§ **Task details**:
Quote exactly, and only, the lines from the one with "Every instance of the potted" through the end of the listing.

§ **Information supplied**:

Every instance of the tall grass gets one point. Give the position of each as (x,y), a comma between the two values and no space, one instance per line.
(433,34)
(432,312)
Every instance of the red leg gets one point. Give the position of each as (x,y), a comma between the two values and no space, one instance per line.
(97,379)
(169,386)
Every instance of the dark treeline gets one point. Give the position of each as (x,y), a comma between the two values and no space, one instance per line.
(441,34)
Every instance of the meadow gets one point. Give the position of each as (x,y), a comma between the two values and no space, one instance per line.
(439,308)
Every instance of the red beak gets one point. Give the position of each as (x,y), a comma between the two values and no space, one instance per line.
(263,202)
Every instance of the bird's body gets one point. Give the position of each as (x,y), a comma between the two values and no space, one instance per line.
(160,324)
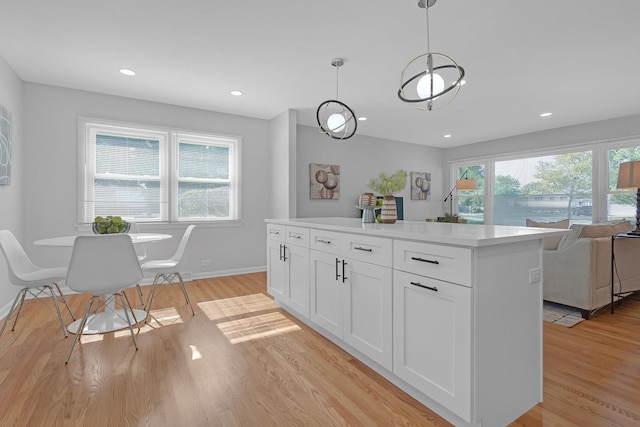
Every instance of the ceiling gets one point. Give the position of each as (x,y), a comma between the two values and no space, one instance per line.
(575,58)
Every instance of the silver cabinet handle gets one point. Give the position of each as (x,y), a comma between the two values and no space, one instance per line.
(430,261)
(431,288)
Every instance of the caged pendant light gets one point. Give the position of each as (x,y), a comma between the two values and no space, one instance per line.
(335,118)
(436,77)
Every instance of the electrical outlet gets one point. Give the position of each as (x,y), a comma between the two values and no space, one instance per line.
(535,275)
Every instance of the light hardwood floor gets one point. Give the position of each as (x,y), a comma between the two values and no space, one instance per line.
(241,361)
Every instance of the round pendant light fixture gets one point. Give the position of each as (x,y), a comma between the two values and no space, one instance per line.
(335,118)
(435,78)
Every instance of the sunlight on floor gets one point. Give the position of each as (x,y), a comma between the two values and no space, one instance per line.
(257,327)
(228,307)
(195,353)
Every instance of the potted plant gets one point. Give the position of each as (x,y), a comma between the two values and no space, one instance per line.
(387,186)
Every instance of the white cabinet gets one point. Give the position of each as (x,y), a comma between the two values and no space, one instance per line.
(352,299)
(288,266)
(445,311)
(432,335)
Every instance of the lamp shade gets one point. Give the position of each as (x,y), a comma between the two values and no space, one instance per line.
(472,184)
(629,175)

§ **Answer to this problem**:
Every instance of the potted plant gets one point. Give the position of each as (x,y), a comma between the two values and no space, one instance per line.
(387,186)
Every instance of the white cabinet gets one point. Give the position of each as (x,y), a comma between the two values and no space, one instance per line.
(352,299)
(288,266)
(445,311)
(432,335)
Every instance of the lamp shade gets one point. Give the position of each as (x,y), a comma between the two values and no space, one instance per line.
(472,184)
(629,175)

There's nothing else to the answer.